## begin
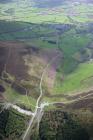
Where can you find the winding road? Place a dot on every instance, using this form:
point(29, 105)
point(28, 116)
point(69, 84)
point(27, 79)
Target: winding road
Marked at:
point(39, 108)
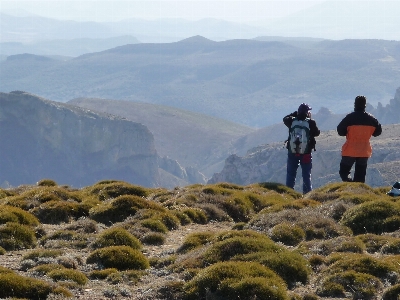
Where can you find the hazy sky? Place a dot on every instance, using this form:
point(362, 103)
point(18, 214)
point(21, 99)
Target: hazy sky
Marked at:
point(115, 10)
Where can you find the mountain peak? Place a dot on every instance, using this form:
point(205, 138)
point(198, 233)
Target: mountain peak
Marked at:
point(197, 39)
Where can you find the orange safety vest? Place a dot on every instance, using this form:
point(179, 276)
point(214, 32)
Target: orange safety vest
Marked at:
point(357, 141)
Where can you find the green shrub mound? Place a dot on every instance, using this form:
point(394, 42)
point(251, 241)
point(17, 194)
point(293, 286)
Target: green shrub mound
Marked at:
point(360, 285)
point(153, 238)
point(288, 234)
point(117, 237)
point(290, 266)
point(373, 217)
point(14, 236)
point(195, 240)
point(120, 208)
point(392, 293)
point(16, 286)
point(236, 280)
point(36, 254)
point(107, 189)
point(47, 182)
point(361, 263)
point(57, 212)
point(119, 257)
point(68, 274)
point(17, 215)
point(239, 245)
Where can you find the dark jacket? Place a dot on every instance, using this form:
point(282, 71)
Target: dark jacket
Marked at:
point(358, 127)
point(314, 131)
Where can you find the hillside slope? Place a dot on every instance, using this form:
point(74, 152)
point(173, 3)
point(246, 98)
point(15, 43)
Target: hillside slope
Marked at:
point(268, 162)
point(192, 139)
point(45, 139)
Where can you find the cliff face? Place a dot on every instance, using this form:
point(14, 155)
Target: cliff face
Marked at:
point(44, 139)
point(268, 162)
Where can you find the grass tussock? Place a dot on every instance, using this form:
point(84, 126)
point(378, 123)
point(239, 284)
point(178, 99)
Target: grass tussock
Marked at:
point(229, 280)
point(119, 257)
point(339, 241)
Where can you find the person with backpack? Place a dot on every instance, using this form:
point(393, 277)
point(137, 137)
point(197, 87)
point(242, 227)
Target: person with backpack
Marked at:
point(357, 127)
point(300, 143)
## end
## begin
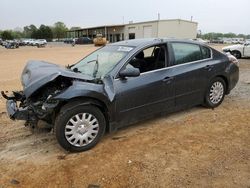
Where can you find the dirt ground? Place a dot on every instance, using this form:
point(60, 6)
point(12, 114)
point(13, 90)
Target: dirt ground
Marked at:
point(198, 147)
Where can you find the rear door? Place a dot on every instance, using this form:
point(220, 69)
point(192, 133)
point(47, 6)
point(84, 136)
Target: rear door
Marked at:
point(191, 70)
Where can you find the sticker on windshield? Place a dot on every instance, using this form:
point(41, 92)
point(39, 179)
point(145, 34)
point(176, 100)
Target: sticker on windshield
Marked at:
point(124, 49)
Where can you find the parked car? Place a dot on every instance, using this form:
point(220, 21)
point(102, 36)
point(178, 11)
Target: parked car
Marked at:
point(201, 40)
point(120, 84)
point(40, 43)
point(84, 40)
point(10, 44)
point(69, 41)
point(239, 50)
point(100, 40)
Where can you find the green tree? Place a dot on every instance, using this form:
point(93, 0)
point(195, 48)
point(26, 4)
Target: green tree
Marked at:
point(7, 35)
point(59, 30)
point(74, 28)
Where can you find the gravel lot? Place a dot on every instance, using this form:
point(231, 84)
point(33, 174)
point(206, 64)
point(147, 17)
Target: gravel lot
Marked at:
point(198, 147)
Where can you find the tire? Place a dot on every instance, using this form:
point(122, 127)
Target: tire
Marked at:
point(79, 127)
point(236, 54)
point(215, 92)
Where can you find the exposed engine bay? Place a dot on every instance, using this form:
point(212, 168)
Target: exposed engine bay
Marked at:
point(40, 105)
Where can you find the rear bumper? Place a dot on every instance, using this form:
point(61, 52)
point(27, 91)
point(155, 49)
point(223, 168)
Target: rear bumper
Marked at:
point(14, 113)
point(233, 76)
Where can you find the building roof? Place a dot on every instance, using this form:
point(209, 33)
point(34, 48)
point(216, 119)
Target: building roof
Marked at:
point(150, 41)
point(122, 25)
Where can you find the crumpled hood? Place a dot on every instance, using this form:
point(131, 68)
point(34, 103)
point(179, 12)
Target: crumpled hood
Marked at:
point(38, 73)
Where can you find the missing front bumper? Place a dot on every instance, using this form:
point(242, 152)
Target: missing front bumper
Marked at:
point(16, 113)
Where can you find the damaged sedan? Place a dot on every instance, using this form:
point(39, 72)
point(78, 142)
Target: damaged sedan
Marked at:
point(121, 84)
## end
## begin
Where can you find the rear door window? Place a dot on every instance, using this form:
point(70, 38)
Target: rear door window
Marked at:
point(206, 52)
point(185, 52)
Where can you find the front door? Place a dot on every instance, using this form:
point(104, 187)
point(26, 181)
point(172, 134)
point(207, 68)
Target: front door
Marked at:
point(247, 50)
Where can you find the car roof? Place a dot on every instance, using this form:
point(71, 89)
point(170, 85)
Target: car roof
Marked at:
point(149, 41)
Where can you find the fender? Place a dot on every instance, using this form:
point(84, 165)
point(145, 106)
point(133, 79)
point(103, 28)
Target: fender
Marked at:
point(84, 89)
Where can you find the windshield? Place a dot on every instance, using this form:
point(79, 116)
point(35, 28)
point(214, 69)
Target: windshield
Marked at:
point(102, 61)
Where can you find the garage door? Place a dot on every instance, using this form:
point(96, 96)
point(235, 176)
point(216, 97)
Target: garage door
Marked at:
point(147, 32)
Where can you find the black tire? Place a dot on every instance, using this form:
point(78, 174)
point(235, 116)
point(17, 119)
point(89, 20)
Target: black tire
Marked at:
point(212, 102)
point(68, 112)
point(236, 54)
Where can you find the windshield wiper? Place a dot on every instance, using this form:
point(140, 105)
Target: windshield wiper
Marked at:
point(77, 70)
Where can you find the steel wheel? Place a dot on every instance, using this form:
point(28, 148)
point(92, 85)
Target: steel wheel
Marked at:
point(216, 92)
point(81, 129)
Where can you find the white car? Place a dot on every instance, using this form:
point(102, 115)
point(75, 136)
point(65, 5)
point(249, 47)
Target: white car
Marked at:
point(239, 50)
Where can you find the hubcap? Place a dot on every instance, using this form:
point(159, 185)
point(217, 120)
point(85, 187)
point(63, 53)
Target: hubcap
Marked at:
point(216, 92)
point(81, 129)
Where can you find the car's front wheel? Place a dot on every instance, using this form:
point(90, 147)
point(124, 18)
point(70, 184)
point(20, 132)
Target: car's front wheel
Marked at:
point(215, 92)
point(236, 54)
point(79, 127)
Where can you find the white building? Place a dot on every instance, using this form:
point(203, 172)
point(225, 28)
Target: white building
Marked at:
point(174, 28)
## end
• WHAT THE EXERCISE ASKS
Retype the stretch of the material above from the line containing "Where can you find the sticker" through the line containing "point(38, 73)", leaving every line unchanged.

• EXPECTED ANSWER
Where can you find the sticker on windshield? Place a dot on every instance, using this form:
point(41, 92)
point(39, 179)
point(145, 34)
point(176, 100)
Target: sticker on windshield
Marked at:
point(124, 49)
Where can you find the parked car? Place a dot on every instance, using this form:
point(220, 21)
point(102, 36)
point(178, 11)
Target: parked car
Marked at:
point(201, 40)
point(120, 84)
point(40, 43)
point(84, 40)
point(10, 44)
point(69, 41)
point(239, 50)
point(100, 40)
Where can you find the green tree? Place a dot on every instance, using this form:
point(93, 0)
point(195, 48)
point(26, 4)
Target: green tree
Marked at:
point(7, 35)
point(59, 30)
point(74, 28)
Where can you find the gravel lot? Place a dot on every instance, using this form:
point(231, 84)
point(33, 174)
point(206, 64)
point(147, 17)
Target: gravel lot
Marked at:
point(198, 147)
Where can you find the tire? Place a dot on every instance, using this form:
point(122, 127)
Target: tire
Marked at:
point(79, 127)
point(236, 54)
point(215, 92)
Where can you find the exposed engine bay? Place a dot on every instance, using this form:
point(212, 168)
Target: exposed engine bay
Marked at:
point(40, 105)
Where can you find the rear bumper? Place a dot on every instance, using this form:
point(61, 52)
point(27, 91)
point(155, 49)
point(223, 168)
Target: rear bumper
Marked at:
point(14, 113)
point(233, 76)
Where can you find the building roof? Place a dot on every instance, using this form:
point(209, 33)
point(34, 48)
point(216, 119)
Target: building roof
Marked at:
point(150, 41)
point(122, 25)
Where can you find the crumpled hood? Place a dot on every instance, using this form:
point(131, 68)
point(34, 103)
point(179, 12)
Target: crumpled hood
Marked at:
point(38, 73)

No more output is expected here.